● INSTRUCTIONS TO FOLLOW
Give again only what runs from the line with "Task: indicate the recessed" to the final line of the entries below, exactly as written and without pictures.
___ TASK INPUTS ___
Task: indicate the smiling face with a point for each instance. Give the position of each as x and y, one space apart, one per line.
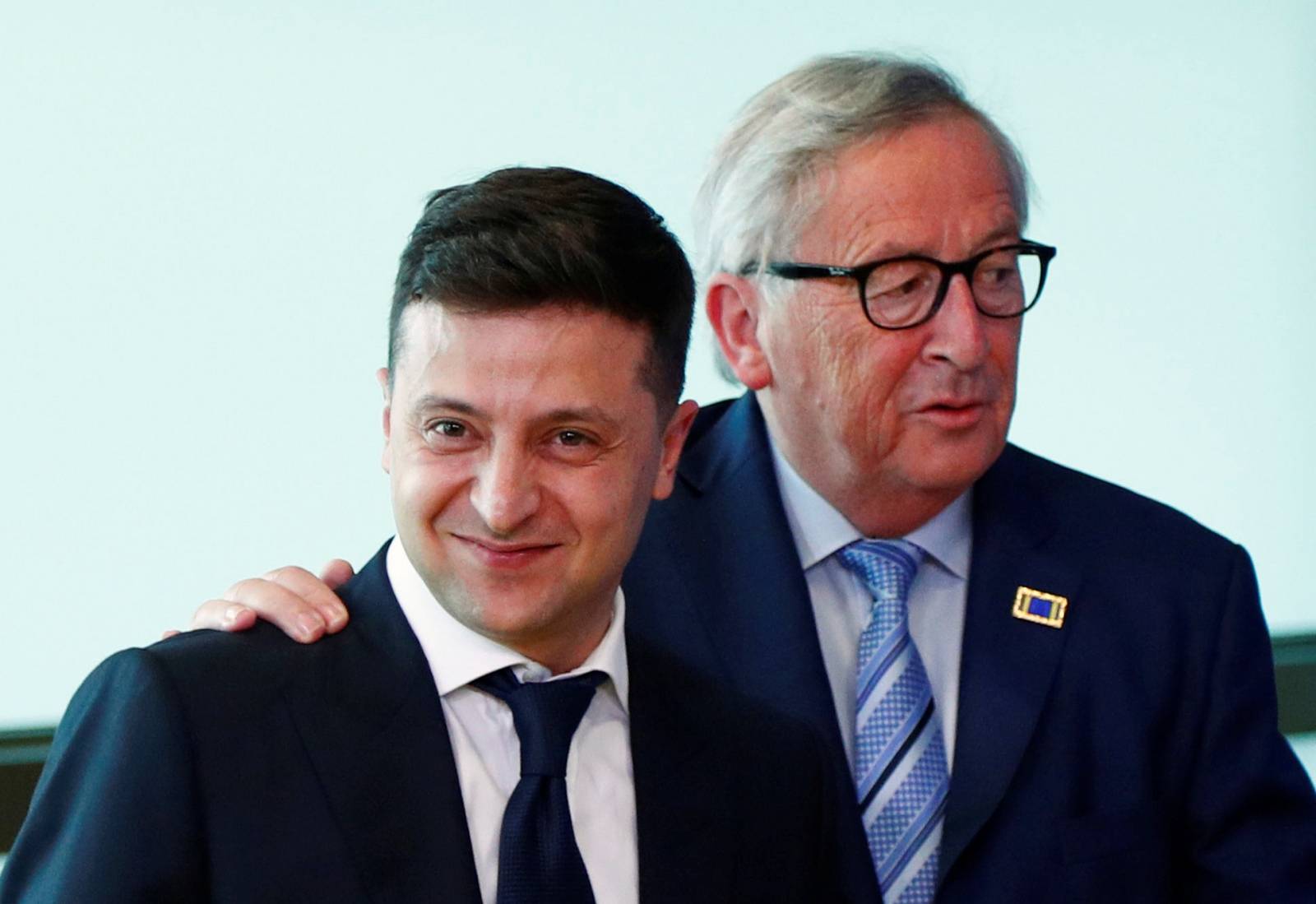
890 427
523 452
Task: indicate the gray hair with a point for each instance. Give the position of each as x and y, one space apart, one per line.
757 197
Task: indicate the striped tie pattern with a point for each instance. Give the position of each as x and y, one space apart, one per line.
901 758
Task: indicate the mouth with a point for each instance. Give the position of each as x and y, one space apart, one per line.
956 414
497 554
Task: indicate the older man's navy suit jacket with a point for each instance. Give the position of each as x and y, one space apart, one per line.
1128 756
252 769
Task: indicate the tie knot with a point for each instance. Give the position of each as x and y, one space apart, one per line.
885 566
545 715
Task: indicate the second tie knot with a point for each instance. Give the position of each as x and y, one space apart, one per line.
885 566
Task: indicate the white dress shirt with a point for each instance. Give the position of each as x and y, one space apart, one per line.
600 782
842 605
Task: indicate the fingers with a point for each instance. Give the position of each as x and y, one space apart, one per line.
336 573
311 594
293 599
220 614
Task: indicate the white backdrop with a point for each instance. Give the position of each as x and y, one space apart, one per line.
202 206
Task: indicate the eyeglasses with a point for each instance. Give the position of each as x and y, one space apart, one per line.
907 291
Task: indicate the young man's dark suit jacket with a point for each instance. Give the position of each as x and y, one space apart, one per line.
253 769
1129 756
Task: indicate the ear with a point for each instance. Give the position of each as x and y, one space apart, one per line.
673 440
734 307
382 378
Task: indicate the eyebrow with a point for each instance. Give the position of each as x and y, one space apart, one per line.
431 401
583 414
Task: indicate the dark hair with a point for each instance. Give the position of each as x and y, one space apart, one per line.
528 237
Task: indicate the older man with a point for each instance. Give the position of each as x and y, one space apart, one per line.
1043 687
490 730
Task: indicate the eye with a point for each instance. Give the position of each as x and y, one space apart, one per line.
447 429
572 438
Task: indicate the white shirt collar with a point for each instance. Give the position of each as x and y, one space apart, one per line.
820 529
458 656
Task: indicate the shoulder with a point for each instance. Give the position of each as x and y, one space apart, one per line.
712 710
1091 509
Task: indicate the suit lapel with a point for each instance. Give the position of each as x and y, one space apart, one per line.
739 559
683 809
374 730
1008 665
717 581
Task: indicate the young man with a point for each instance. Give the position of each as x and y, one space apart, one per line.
490 730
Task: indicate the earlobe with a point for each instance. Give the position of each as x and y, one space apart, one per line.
382 377
673 441
734 305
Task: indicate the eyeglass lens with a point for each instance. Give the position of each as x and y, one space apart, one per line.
901 292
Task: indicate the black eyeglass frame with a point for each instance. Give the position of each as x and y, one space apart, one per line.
966 267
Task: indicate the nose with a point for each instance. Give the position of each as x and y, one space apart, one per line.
958 333
504 489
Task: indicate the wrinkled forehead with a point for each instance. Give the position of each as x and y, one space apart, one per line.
934 187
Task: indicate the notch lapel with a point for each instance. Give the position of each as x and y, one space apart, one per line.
1007 665
374 730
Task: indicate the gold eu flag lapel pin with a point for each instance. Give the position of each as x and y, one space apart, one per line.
1040 607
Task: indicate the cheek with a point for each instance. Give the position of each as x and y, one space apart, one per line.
424 491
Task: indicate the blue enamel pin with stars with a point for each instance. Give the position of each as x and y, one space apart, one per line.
1040 607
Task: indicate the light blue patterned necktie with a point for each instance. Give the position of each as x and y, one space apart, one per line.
899 754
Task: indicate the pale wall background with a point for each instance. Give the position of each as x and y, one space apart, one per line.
202 206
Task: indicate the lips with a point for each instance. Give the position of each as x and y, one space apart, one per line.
497 554
954 414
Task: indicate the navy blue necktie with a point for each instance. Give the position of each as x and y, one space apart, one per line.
539 861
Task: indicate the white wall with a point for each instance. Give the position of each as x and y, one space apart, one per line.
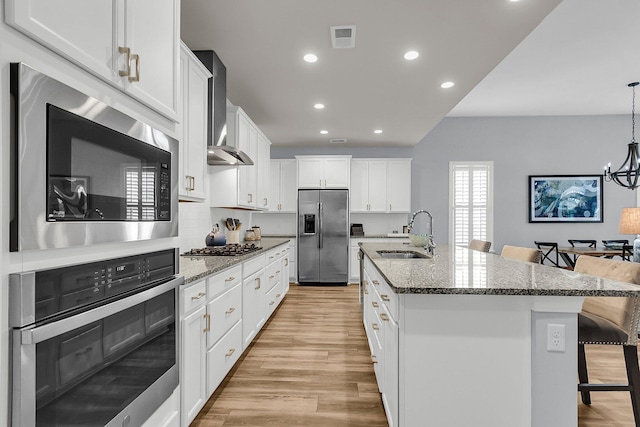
519 147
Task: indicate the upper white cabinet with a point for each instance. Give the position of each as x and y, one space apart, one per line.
380 185
323 171
193 144
282 186
242 186
131 44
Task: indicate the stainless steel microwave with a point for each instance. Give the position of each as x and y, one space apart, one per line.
85 173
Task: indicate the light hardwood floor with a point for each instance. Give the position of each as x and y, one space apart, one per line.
310 366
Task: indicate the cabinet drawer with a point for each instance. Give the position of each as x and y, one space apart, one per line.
251 266
222 356
274 297
223 312
224 281
274 273
194 296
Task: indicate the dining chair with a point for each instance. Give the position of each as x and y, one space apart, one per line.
549 251
610 321
522 254
479 245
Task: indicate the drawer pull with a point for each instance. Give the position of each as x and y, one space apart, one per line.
208 328
200 295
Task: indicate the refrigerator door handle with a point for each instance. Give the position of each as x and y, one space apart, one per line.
321 232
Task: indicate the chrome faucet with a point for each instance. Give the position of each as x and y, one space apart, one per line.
430 246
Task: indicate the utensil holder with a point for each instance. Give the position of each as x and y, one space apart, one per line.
233 237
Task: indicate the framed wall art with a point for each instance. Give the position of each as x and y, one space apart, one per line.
565 198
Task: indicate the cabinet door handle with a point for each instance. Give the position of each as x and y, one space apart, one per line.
136 78
200 295
127 52
208 328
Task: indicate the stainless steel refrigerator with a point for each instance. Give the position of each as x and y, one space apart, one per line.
323 236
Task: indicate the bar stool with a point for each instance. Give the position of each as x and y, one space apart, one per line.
479 245
610 321
548 249
523 254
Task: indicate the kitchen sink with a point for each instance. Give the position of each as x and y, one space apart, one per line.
402 254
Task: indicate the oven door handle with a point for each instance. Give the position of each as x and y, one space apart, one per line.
37 334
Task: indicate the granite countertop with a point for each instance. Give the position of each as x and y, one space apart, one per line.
198 267
458 270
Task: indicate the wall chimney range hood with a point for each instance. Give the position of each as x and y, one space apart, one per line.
218 152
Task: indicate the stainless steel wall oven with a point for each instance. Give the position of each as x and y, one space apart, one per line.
94 344
83 172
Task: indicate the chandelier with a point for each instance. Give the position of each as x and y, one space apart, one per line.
628 174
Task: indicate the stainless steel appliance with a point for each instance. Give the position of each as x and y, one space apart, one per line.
84 173
94 344
323 236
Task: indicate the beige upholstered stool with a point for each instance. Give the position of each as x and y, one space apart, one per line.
611 321
523 254
479 245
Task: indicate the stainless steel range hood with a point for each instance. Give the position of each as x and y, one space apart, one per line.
218 152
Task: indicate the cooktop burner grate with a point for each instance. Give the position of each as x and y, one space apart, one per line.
227 250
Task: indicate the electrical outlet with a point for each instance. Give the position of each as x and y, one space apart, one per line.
556 338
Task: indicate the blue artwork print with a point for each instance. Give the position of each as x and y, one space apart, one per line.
565 199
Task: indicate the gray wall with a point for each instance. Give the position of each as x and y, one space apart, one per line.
522 146
519 147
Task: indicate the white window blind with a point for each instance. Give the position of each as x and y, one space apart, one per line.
471 202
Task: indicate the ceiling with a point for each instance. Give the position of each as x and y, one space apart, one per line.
581 46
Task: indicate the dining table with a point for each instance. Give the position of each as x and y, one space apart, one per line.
566 253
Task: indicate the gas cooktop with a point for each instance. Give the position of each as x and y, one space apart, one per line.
227 250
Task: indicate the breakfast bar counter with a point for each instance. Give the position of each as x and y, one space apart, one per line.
473 338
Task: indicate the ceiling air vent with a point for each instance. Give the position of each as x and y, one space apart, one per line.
343 36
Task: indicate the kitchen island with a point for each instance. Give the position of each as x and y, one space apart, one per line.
461 339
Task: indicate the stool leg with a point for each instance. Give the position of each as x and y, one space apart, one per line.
583 377
633 374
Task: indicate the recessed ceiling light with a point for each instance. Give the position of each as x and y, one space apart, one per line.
411 55
310 57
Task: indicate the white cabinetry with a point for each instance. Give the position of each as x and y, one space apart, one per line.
368 192
380 185
399 185
282 186
242 186
323 171
131 44
192 350
193 144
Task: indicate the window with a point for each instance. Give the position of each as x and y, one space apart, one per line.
471 200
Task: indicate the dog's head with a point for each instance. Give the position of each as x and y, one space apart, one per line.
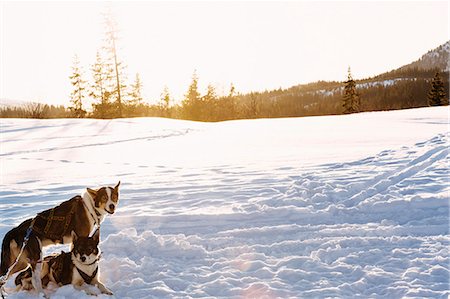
105 199
85 249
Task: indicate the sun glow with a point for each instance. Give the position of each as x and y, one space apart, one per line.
255 45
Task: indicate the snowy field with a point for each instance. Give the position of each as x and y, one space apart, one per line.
340 206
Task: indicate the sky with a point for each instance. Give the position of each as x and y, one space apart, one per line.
253 45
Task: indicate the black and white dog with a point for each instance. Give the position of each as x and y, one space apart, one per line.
80 214
78 267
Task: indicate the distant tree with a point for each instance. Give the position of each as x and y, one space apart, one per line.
___
● SOLUTION TO THIS PROBLEM
Task: indicate the recessed ceiling light with a point for each instance. Give the position of each as x and y, one space apart, one per line.
411 55
310 57
Task: indicate the white cabinetry with a point for each instance. Give the position of each as x and y, one space apart, one per line.
368 192
380 185
399 185
282 186
242 186
323 171
131 44
192 350
193 144
Task: indicate the window with a point for each instance. Give the position of each as x and y, one space apart, one per line.
471 200
Task: indicate the dog's head with a point for each instance. Give the position of each as x and y, one space apart, one per line.
105 199
85 249
Task: indicate the sun glow with a point for each instance. Give the position of each as x and y, one space apart, one per line.
255 45
Task: indicate the snowy field with a point for each instance. Give the position of each as x and y, one space apart, one per line.
340 206
Task: indicate the sky with a point for each instance. Give the position of each as x and y, one space apart, one per line.
253 45
Task: indicate the black and white dog with a point for each instance. Give the position of each as x and y, one space apart, one per line.
80 214
78 267
Task: indicate the distant tree with a point for each instance. Give the position of each as x and y, one space apart, one per line.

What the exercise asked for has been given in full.